___ EXERCISE INPUTS

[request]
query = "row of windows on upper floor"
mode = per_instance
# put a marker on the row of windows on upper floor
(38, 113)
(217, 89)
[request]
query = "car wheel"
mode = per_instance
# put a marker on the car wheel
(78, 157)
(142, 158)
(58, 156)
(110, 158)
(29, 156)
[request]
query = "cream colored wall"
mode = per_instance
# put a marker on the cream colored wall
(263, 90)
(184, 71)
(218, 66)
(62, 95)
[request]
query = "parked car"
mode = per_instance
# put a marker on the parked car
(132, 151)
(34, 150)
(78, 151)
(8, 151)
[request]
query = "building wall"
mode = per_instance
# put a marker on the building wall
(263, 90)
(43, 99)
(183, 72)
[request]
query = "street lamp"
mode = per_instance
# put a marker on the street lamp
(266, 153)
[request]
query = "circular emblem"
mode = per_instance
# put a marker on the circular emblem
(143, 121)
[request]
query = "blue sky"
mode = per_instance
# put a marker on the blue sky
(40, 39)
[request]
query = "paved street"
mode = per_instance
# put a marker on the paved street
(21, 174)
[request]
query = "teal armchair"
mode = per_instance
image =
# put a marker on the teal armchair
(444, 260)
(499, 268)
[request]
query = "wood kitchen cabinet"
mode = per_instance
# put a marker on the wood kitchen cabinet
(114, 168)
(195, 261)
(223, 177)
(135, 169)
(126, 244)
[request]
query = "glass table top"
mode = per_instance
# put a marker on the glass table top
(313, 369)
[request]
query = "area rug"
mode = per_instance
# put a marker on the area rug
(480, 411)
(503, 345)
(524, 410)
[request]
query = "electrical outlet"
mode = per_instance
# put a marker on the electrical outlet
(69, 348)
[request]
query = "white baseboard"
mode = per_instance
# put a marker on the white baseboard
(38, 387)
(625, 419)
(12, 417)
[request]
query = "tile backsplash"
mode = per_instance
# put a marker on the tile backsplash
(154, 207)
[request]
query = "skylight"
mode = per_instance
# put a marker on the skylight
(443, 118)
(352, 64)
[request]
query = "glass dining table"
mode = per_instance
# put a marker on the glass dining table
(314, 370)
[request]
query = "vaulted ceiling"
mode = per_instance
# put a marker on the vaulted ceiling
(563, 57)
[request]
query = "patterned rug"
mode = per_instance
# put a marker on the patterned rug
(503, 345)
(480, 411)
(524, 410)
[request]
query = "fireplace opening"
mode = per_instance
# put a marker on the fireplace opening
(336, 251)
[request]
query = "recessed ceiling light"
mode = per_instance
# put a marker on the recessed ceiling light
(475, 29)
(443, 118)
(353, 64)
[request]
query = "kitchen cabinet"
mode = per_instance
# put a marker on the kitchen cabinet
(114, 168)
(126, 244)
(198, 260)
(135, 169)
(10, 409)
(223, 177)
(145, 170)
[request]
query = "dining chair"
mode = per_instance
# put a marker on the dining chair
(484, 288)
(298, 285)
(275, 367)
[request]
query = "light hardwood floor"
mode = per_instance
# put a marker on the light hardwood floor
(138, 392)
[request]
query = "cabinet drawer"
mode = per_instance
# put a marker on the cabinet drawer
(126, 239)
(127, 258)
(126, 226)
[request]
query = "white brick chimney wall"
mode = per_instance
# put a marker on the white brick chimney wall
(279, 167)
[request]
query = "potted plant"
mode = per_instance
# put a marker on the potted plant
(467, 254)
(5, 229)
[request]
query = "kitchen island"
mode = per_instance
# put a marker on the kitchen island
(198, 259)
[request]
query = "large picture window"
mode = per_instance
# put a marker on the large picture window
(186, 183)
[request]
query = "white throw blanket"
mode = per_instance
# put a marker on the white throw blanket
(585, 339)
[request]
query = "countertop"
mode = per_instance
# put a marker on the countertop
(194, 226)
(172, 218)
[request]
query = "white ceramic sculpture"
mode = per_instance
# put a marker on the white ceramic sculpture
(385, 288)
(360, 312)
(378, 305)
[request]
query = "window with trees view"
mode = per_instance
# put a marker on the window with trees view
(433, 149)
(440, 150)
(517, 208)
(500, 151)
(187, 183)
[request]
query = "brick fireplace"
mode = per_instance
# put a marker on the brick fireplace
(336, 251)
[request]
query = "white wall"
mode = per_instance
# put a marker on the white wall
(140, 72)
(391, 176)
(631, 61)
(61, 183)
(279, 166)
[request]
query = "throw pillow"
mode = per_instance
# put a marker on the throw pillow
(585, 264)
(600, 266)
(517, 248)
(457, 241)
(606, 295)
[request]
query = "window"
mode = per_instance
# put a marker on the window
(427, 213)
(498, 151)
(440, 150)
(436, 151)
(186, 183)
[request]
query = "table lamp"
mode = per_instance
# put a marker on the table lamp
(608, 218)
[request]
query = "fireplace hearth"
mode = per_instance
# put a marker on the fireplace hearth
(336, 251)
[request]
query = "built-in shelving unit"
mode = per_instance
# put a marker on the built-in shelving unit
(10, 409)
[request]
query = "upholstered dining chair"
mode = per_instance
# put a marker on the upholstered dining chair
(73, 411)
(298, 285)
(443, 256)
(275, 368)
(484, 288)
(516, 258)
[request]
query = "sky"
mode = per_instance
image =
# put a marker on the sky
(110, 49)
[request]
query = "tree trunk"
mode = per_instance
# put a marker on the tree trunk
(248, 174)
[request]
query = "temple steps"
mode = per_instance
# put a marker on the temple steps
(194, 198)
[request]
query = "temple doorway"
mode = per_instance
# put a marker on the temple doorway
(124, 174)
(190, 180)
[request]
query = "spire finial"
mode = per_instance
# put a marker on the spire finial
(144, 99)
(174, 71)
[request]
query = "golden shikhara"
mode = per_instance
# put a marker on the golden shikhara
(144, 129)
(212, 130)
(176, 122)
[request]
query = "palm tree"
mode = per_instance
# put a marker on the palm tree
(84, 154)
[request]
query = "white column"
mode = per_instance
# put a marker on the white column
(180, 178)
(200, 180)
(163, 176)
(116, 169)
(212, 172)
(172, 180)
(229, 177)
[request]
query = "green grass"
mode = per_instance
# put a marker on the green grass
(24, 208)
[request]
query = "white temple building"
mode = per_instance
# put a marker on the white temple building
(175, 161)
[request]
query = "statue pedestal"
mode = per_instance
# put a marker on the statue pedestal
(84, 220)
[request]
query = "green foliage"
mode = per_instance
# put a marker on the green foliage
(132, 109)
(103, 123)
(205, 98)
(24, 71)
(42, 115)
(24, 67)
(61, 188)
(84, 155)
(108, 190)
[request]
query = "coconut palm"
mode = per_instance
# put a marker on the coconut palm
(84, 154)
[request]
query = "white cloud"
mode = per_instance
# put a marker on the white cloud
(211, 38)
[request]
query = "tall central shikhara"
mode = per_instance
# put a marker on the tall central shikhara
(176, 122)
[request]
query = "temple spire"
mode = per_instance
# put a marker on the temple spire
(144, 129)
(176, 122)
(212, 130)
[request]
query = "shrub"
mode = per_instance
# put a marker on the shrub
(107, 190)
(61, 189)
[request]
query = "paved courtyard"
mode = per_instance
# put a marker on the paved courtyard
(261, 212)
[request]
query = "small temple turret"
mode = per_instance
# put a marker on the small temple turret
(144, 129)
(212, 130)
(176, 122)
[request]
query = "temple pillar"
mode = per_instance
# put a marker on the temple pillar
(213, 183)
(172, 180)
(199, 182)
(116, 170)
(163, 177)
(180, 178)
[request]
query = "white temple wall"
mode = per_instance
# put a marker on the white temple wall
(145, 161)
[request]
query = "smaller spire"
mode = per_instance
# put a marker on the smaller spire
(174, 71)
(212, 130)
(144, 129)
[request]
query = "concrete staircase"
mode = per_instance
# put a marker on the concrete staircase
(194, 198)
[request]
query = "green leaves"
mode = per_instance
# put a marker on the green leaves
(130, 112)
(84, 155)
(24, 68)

______

## STATED GOAL:
How many lines in the entries above contain the word "building"? Reply with the number alone.

## SOLVED EXERCISE:
4